Selection:
>> BEGIN
Don - A View From the Green Barn

As I was planning out my vegetable garden this year, I was forced to think seriously about what I would plant and why I would plant particular things. How do I choose what I will grow? Since I am relatively new to having a veg garden, I don't have decades of eating and enjoying the "fruits" of my garden, but also I don't have the experience of knowing what is easy to grow and what might prove difficult. As I pored over the millions of seed catalogues and studied various blogs, I started to formulate a plan.

Here is what I came up with for my veg patch this year:

Tomatoes: I have three types of tomatoes, heirloom brandywines, hybrid better boys, and romas. I chose these three because I wanted to see what all the hoopla about the brandywines is all about, the better boys, because they get large and we like to fry them in olive oil while they are green, and the romas, because we like to make salads with tomatoes in them and it just feels good to use a tomato with an Italian name.

Pole beans: I have never tried growing pole beans, I have done the bush variety and we ate a lot of fresh green beans last summer! This year, I decided to do a Three Sisters garden, based on the Chippewa Native Americans' gardening model. I have about ten pole beans in the ground and about two feet long, getting ready to grow up the corn stalks as they shoot skyward.

Squash: This is the third sister of the three mentioned earlier. I have several varieties of squash growing. Most are for eating, some are for craft ideas. I have a yellow squash, some zucchini, two types of pumpkin, one is the Cinderella pumpkin and the other is the typical jack o lantern type. I also have some luffa as well as some birdhouse gourds taking up space.

Peppers: I have a nice variety of peppers growing this year. I have three different types of bell peppers, green, yellow and red. I also have some banana peppers as well as three types of hot peppers. I also am trying to grow some black peppers for my daughter to use in her flower arrangements for her wedding.
>> END
Source excerpt:
>> BEGIN
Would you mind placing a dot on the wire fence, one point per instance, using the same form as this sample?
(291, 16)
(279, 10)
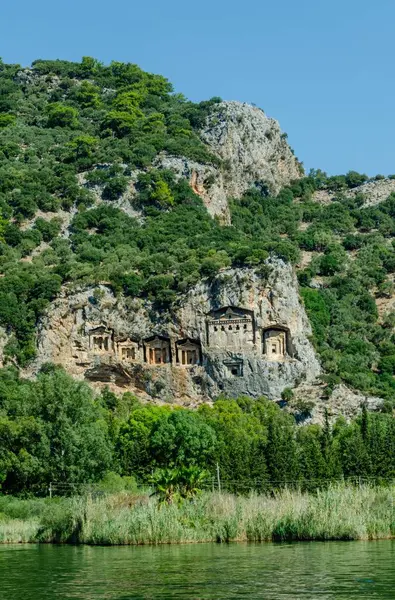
>> END
Exercise description: Rewrite the passage of the vegetable garden text that opens with "Pole beans: I" and closes with "they shoot skyward.", putting "sunflower stalks" in place of "corn stalks". Rely solely on the vegetable garden text, not on the listing.

Answer to the task:
Pole beans: I have never tried growing pole beans, I have done the bush variety and we ate a lot of fresh green beans last summer! This year, I decided to do a Three Sisters garden, based on the Chippewa Native Americans' gardening model. I have about ten pole beans in the ground and about two feet long, getting ready to grow up the sunflower stalks as they shoot skyward.